> [Exercise details] Can you render all of the data below as a Markdown table with the columns "Row" and "Data line", numbering each line and omitting blank ones?

> [Dataset]
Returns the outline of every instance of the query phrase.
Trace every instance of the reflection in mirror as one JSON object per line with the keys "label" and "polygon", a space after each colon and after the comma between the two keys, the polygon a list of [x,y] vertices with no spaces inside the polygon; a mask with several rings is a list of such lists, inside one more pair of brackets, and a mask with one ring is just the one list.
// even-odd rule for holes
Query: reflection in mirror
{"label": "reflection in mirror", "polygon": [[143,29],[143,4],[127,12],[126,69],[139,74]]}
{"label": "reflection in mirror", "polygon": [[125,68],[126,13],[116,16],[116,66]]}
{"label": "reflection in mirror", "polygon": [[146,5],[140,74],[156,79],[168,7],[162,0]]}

> [Full answer]
| Row | Data line |
|---|---|
| 1 | Returns the outline of every instance of the query phrase. |
| 2 | Trace every instance of the reflection in mirror as one JSON object per line with the keys "label" and "polygon", a space after each colon and after the comma between the two keys, the polygon a list of [x,y] vertices with no spaces inside the polygon; a mask with several rings is a list of such lists, inside one more pair of brackets, and a mask with one ring is just the one list. |
| 3 | // even-odd rule for holes |
| 4 | Query: reflection in mirror |
| 5 | {"label": "reflection in mirror", "polygon": [[143,29],[143,4],[127,12],[126,69],[139,74]]} |
| 6 | {"label": "reflection in mirror", "polygon": [[125,68],[126,13],[116,16],[116,66]]} |
| 7 | {"label": "reflection in mirror", "polygon": [[146,5],[140,74],[156,79],[168,7],[162,0]]} |